* WHAT THE EXERCISE ASKS *
Starting from the first line, transcribe the whole listing exactly.

* RECORDS TO USE *

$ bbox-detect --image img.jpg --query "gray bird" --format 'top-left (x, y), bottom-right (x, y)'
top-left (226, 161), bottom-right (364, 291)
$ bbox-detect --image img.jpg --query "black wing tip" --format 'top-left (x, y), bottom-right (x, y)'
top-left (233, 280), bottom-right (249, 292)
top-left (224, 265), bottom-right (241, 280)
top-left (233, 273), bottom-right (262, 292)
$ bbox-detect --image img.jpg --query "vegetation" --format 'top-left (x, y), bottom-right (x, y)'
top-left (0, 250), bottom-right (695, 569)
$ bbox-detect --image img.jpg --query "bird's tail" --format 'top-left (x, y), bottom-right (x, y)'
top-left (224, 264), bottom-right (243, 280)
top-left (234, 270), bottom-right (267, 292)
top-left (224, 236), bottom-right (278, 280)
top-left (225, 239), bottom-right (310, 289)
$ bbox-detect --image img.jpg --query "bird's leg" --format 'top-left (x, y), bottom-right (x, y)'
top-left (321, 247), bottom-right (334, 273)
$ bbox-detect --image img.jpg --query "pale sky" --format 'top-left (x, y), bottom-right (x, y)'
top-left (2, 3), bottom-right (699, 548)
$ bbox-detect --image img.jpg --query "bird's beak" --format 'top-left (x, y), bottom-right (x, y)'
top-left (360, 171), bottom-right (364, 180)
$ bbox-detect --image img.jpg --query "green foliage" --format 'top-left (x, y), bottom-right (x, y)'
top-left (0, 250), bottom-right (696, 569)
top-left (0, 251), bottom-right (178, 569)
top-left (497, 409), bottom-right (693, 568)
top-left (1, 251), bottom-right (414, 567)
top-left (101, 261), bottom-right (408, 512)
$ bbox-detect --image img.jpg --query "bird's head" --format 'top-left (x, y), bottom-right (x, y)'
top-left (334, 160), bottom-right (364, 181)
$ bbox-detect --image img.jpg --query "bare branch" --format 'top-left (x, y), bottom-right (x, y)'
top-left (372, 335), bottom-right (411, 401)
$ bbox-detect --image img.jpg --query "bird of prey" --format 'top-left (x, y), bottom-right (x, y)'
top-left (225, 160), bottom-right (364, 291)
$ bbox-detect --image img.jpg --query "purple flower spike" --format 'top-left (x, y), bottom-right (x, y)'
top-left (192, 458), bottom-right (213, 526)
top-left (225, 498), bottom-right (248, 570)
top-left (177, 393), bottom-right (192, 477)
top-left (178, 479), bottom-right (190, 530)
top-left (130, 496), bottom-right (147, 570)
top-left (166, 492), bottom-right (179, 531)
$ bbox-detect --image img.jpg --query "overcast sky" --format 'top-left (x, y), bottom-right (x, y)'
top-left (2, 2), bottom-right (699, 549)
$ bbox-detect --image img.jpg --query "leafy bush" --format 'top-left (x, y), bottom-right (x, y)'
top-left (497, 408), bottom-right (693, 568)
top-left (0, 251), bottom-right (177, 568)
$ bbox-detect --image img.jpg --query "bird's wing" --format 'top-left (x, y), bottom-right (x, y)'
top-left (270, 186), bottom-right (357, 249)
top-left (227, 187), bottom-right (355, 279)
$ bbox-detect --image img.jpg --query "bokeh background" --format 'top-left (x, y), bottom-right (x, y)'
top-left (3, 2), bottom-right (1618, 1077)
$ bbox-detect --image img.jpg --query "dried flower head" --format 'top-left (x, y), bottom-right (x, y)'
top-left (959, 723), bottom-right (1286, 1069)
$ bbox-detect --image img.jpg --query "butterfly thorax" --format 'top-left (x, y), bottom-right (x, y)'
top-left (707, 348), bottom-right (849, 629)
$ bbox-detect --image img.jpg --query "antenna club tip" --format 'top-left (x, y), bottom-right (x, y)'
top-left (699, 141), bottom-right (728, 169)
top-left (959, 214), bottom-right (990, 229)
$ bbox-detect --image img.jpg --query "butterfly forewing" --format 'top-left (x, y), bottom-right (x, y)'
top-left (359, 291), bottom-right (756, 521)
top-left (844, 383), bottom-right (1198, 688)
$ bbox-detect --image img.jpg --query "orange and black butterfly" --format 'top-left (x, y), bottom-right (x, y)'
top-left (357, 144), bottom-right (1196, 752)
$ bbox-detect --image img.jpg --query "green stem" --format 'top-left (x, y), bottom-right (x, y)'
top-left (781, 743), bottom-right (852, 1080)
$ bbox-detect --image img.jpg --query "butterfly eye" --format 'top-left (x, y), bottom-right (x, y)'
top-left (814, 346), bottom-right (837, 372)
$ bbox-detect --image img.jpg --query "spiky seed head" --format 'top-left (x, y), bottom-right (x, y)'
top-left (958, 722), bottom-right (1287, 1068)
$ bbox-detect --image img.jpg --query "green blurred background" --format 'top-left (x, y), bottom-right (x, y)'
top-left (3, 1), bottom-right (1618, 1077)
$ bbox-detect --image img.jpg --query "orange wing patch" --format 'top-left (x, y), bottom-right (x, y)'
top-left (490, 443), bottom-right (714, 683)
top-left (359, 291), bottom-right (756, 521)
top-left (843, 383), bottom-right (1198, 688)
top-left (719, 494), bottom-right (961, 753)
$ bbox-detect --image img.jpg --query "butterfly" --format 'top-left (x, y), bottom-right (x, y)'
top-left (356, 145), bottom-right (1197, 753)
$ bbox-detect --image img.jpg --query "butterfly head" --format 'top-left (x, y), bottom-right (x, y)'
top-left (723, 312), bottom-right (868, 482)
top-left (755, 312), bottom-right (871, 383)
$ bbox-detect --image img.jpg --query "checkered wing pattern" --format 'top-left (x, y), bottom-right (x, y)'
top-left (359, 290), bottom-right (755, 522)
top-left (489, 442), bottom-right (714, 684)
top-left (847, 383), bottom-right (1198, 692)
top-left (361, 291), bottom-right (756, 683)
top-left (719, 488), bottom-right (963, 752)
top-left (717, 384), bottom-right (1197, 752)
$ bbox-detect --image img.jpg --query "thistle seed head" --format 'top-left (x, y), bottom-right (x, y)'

* WRITTEN ANSWER *
$ bbox-detect --image img.jpg --query "gray bird" --format 'top-left (x, y), bottom-right (x, y)'
top-left (226, 161), bottom-right (364, 291)
$ bbox-detect --image img.jpg --query "black wing tip" --format 'top-left (x, y), bottom-right (x, y)'
top-left (233, 280), bottom-right (249, 292)
top-left (224, 265), bottom-right (241, 280)
top-left (233, 273), bottom-right (262, 292)
$ bbox-detect --image img.jpg --query "vegetation" --format 'top-left (x, y), bottom-right (x, y)'
top-left (0, 250), bottom-right (695, 569)
$ bbox-detect --image img.jpg --query "bird's tail" --format 'top-left (x, y), bottom-right (x, y)'
top-left (224, 264), bottom-right (243, 280)
top-left (234, 270), bottom-right (267, 292)
top-left (224, 236), bottom-right (278, 280)
top-left (225, 239), bottom-right (310, 289)
$ bbox-detect --image img.jpg --query "bird's leg" --format 'top-left (x, y), bottom-right (x, y)'
top-left (321, 247), bottom-right (334, 273)
$ bbox-detect --image img.jpg --query "pale sky" --format 'top-left (x, y), bottom-right (x, y)'
top-left (2, 3), bottom-right (699, 548)
$ bbox-detect --image img.jpg --query "bird's beak" --format 'top-left (x, y), bottom-right (x, y)'
top-left (360, 171), bottom-right (364, 180)
$ bbox-detect --image img.jpg --query "green foliage" --format 'top-left (x, y), bottom-right (x, y)'
top-left (0, 250), bottom-right (696, 569)
top-left (0, 251), bottom-right (178, 569)
top-left (497, 409), bottom-right (693, 568)
top-left (1, 251), bottom-right (414, 567)
top-left (101, 261), bottom-right (408, 512)
$ bbox-detect --image img.jpg --query "bird's head" --format 'top-left (x, y), bottom-right (x, y)'
top-left (334, 160), bottom-right (364, 181)
$ bbox-detect --image img.jpg --query "bare branch" --format 'top-left (x, y), bottom-right (x, y)'
top-left (372, 335), bottom-right (411, 401)
$ bbox-detect --image img.jpg --query "bird of prey" --format 'top-left (x, y), bottom-right (x, y)'
top-left (225, 160), bottom-right (364, 291)
$ bbox-detect --image img.jpg --query "purple flower spike" --format 'top-left (x, y), bottom-right (x, y)'
top-left (192, 458), bottom-right (213, 526)
top-left (225, 498), bottom-right (248, 570)
top-left (177, 393), bottom-right (192, 477)
top-left (178, 479), bottom-right (190, 530)
top-left (130, 496), bottom-right (147, 570)
top-left (166, 492), bottom-right (179, 531)
$ bbox-detect --image img.jpg --query "overcast sky" --format 'top-left (x, y), bottom-right (x, y)'
top-left (2, 2), bottom-right (699, 549)
$ bbox-detect --image img.jpg --query "leafy bush" --format 'top-left (x, y), bottom-right (x, y)'
top-left (497, 408), bottom-right (693, 568)
top-left (0, 251), bottom-right (177, 568)
$ bbox-detect --image img.jpg --query "bird's wing" --format 'top-left (x, y), bottom-right (x, y)'
top-left (270, 186), bottom-right (357, 249)
top-left (227, 187), bottom-right (355, 279)
$ bbox-detect --image img.jpg --query "bokeh background" --format 'top-left (x, y), bottom-right (x, y)'
top-left (3, 2), bottom-right (1618, 1077)
$ bbox-detect --image img.jpg --query "dried flower head" --format 'top-left (x, y), bottom-right (x, y)'
top-left (959, 723), bottom-right (1286, 1069)
$ bbox-detect --image img.jpg --query "butterfly thorax" --format 'top-left (x, y), bottom-right (x, y)'
top-left (707, 348), bottom-right (849, 629)
$ bbox-detect --image img.jpg --query "antenna club tip" --format 'top-left (x, y), bottom-right (x, y)'
top-left (699, 141), bottom-right (728, 169)
top-left (959, 214), bottom-right (990, 229)
$ bbox-detect --image img.jpg --query "butterfly forewing" --format 'top-left (x, y), bottom-right (x, y)'
top-left (359, 291), bottom-right (756, 521)
top-left (844, 383), bottom-right (1198, 688)
$ bbox-detect --image img.jpg --query "orange and black butterfly" --format 'top-left (x, y), bottom-right (x, y)'
top-left (357, 144), bottom-right (1196, 752)
$ bbox-detect --image img.jpg --query "green stem" --format 'top-left (x, y), bottom-right (x, y)'
top-left (781, 743), bottom-right (852, 1080)
$ bbox-detect --image img.jpg --query "butterfly eye" --format 'top-left (x, y), bottom-right (x, y)'
top-left (814, 346), bottom-right (837, 372)
$ bbox-detect --image img.jpg --query "spiky seed head" --format 'top-left (x, y), bottom-right (x, y)'
top-left (958, 722), bottom-right (1287, 1068)
$ bbox-detect --image img.jpg --query "green blurred background" --format 'top-left (x, y), bottom-right (x, y)'
top-left (3, 1), bottom-right (1618, 1077)
$ bbox-detect --image img.jpg --query "orange wing patch" --format 'top-left (x, y), bottom-right (x, y)'
top-left (490, 443), bottom-right (714, 683)
top-left (359, 291), bottom-right (756, 521)
top-left (843, 383), bottom-right (1198, 688)
top-left (719, 494), bottom-right (961, 753)
$ bbox-detect --image img.jpg --query "butterfly" --format 'top-left (x, y), bottom-right (x, y)'
top-left (356, 145), bottom-right (1197, 753)
$ bbox-detect --image img.jpg --query "butterfly head" --format 'top-left (x, y), bottom-right (x, y)'
top-left (723, 312), bottom-right (868, 482)
top-left (755, 312), bottom-right (871, 383)
$ bbox-detect --image img.jpg --query "checkered wing pattern" --format 'top-left (x, y), bottom-right (x, y)'
top-left (359, 290), bottom-right (755, 522)
top-left (489, 442), bottom-right (714, 684)
top-left (847, 383), bottom-right (1198, 692)
top-left (361, 291), bottom-right (756, 683)
top-left (719, 488), bottom-right (963, 752)
top-left (717, 384), bottom-right (1197, 752)
$ bbox-detect --image img.jpg --query "thistle seed head" --format 'top-left (x, y), bottom-right (x, y)'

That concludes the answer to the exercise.